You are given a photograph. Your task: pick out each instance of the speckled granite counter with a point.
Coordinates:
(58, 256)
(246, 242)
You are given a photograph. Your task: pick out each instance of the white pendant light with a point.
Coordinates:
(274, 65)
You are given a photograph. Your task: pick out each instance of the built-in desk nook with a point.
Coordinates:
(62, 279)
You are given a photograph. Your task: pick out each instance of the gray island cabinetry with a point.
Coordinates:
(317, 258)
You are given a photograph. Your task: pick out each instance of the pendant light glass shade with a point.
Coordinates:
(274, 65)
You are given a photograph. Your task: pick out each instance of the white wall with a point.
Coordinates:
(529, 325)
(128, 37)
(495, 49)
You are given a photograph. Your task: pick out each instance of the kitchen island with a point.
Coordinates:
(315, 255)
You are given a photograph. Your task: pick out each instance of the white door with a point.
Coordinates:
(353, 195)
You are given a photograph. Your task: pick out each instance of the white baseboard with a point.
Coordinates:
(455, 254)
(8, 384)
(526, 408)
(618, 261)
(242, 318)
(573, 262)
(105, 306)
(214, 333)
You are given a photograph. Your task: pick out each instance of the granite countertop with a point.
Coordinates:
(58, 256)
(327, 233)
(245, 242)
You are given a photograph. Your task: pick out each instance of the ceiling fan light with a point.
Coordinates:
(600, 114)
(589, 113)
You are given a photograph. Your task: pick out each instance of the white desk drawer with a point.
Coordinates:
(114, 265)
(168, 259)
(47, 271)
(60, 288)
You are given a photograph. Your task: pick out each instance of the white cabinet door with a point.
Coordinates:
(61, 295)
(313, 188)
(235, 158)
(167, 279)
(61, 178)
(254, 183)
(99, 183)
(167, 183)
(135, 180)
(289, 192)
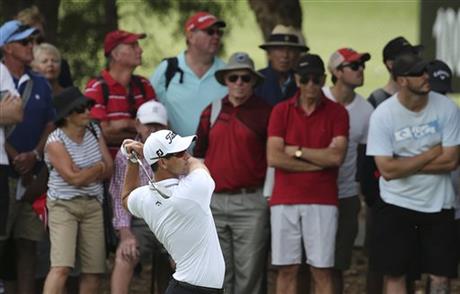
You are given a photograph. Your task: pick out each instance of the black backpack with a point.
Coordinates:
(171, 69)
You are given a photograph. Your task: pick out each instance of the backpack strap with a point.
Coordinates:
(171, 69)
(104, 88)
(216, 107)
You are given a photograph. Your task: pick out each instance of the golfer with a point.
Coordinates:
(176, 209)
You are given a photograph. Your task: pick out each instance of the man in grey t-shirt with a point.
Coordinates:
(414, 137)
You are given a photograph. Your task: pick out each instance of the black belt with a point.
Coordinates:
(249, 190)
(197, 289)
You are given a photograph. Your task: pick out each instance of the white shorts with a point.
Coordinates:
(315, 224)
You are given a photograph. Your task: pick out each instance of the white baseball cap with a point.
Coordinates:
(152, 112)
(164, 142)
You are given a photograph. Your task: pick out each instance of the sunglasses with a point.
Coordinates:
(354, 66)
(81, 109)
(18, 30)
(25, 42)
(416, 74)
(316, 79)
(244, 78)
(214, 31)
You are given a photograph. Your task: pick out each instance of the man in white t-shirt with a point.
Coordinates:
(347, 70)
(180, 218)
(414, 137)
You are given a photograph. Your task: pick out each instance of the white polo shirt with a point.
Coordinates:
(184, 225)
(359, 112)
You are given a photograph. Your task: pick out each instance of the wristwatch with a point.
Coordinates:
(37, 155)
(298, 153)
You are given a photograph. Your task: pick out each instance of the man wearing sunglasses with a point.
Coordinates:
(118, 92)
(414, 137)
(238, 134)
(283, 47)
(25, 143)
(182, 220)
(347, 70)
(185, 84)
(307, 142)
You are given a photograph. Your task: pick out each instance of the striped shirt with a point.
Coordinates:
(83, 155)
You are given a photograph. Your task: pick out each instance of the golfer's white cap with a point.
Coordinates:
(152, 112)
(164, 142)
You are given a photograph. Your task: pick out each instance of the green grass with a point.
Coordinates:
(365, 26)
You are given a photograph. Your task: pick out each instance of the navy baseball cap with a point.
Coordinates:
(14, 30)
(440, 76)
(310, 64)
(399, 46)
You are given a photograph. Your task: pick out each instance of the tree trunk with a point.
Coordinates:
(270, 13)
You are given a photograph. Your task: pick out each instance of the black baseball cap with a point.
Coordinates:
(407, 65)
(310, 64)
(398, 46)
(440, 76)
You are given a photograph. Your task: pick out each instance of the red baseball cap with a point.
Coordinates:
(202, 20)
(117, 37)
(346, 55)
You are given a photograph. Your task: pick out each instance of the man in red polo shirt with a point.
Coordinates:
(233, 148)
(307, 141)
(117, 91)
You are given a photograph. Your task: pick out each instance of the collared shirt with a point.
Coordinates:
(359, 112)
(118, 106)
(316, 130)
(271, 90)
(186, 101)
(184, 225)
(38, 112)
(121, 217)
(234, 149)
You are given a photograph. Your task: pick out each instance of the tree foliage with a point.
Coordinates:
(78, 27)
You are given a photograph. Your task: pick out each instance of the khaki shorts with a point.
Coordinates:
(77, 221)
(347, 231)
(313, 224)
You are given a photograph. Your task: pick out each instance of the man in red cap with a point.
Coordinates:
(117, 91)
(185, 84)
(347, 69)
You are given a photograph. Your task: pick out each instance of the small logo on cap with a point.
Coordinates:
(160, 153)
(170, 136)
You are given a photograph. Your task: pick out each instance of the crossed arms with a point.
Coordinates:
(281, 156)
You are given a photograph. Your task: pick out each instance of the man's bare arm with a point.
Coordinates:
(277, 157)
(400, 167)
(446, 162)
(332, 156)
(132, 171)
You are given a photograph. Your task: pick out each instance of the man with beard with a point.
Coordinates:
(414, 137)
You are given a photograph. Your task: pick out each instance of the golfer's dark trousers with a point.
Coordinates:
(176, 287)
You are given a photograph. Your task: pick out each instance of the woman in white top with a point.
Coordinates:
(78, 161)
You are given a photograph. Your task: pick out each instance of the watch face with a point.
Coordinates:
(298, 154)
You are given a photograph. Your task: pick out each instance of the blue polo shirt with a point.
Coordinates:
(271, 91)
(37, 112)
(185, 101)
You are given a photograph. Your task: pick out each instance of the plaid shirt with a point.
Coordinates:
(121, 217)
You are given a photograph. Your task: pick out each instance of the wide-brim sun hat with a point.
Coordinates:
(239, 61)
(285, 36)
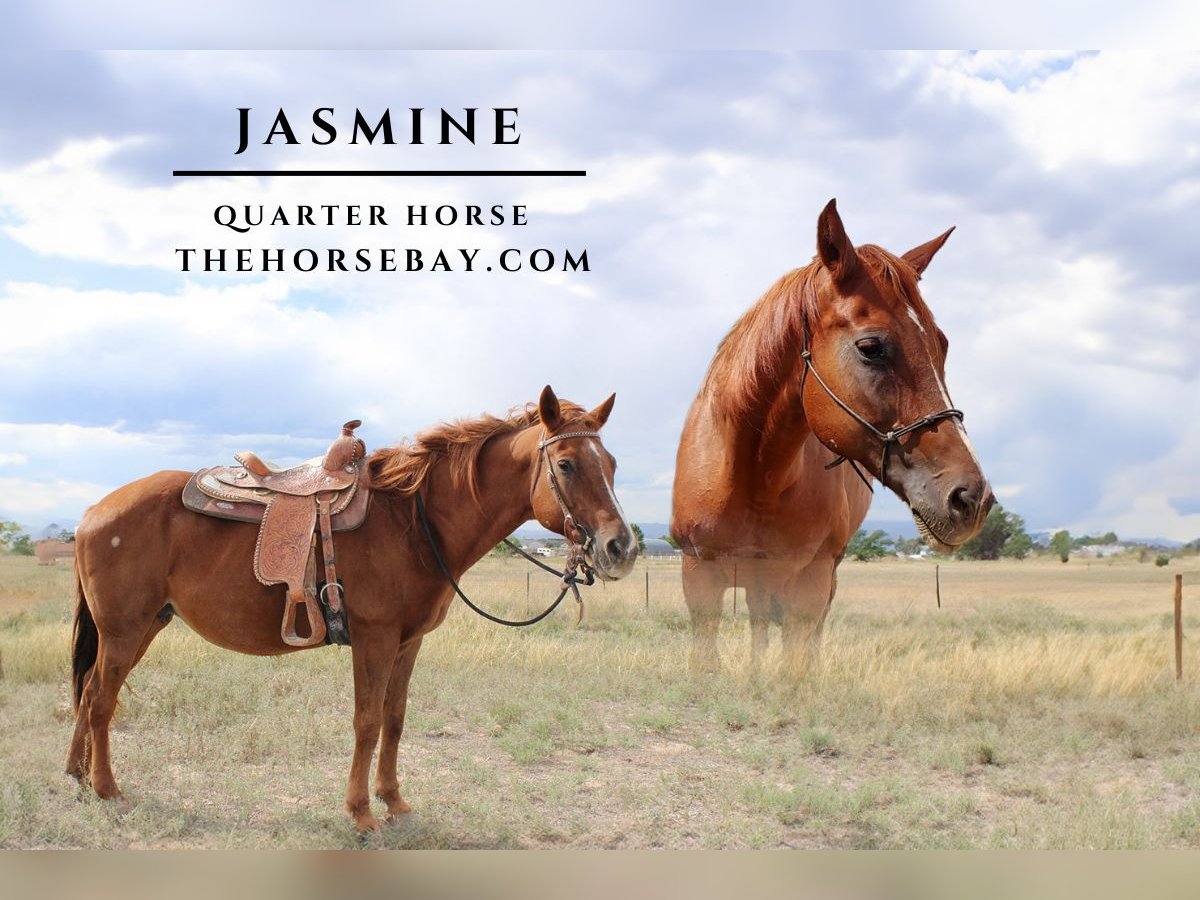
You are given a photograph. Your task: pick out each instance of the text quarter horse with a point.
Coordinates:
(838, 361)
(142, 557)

· · · · · · ·

▶ **WORK REQUIRED**:
Extract the items above, from the line holding "blue polo shirt with a point." through the end of the items, both ends included. Leave the pictures out.

▶ **CORRECT ANSWER**:
You are given a photograph. Your task: pick out each instance of the blue polo shirt with a point.
Coordinates:
(271, 91)
(37, 112)
(185, 101)
You are given a photograph. Your task: pick out each instance of the plaid shirt with a point.
Coordinates:
(121, 217)
You are given a photograph. Your task: pick out each instance of the wide-brim sun hat with a point.
Coordinates:
(239, 61)
(285, 36)
You are given a photograph. Your task: pick out each instance of the text quarter horse with a point.
Coordinates:
(838, 361)
(142, 557)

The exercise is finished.